#### What the task asks
Could you quote the lines below exactly, word for word, leaving out the pictures?

::::

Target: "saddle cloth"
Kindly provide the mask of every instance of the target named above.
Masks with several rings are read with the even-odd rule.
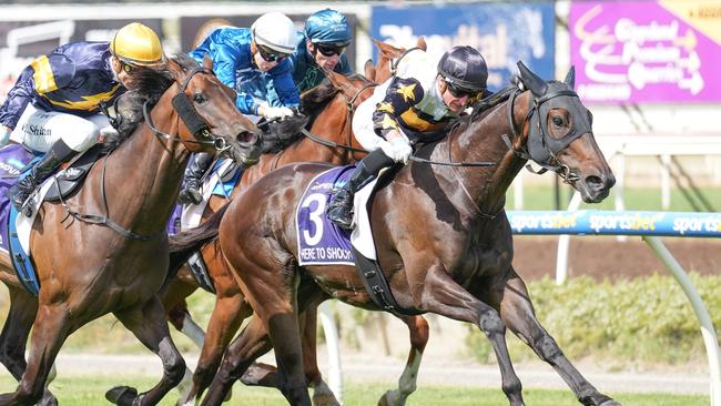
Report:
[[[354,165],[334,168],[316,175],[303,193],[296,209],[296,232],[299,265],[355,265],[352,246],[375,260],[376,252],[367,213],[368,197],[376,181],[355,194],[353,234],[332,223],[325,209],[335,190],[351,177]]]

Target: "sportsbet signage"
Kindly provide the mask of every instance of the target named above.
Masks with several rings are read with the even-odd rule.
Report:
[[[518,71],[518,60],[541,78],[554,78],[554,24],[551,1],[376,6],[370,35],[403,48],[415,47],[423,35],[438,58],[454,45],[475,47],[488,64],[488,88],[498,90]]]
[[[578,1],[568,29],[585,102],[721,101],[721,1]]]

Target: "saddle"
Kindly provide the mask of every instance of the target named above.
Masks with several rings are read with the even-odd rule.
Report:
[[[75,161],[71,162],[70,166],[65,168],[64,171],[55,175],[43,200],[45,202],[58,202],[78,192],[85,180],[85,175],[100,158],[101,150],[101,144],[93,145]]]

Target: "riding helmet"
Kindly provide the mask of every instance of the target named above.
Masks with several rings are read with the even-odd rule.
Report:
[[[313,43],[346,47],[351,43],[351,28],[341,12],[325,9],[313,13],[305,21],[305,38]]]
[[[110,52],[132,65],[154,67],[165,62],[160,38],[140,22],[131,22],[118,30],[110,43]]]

::::

#### Solution to the exercise
Target: "saddle cloth"
Kindly provide the mask of every instance of the target named above.
Masks with several rings are read with the even-odd rule.
Report:
[[[354,165],[334,168],[316,175],[303,193],[296,209],[296,232],[299,265],[355,265],[352,246],[375,260],[376,252],[367,213],[368,197],[376,181],[355,194],[353,234],[332,223],[325,209],[335,190],[351,177]]]

Target: "sportsbet signage"
Kindly provide the mask of every instance of the target named above.
Masks with several rings are read with the even-odd rule.
Report:
[[[518,71],[518,60],[541,78],[554,78],[554,24],[551,1],[376,6],[370,35],[403,48],[415,47],[423,35],[438,58],[454,45],[475,47],[488,64],[488,88],[498,90]]]
[[[578,1],[568,29],[585,102],[721,101],[721,1]]]

Target: "saddle"
Kindly provide the mask of every instance of the target named above.
Masks with several rings are read with the even-odd rule.
Report:
[[[75,161],[71,162],[70,166],[65,168],[64,171],[55,175],[43,200],[45,202],[58,202],[78,192],[85,180],[85,175],[100,158],[101,150],[101,144],[93,145]]]

Target: "riding helmet"
Kindly provide the mask of every instance of the target named above.
Masks with several rings are read with the even-odd rule.
Report:
[[[313,43],[346,47],[351,43],[351,28],[341,12],[325,9],[313,13],[305,21],[305,38]]]
[[[110,52],[132,65],[154,67],[165,62],[160,38],[140,22],[131,22],[118,30],[110,43]]]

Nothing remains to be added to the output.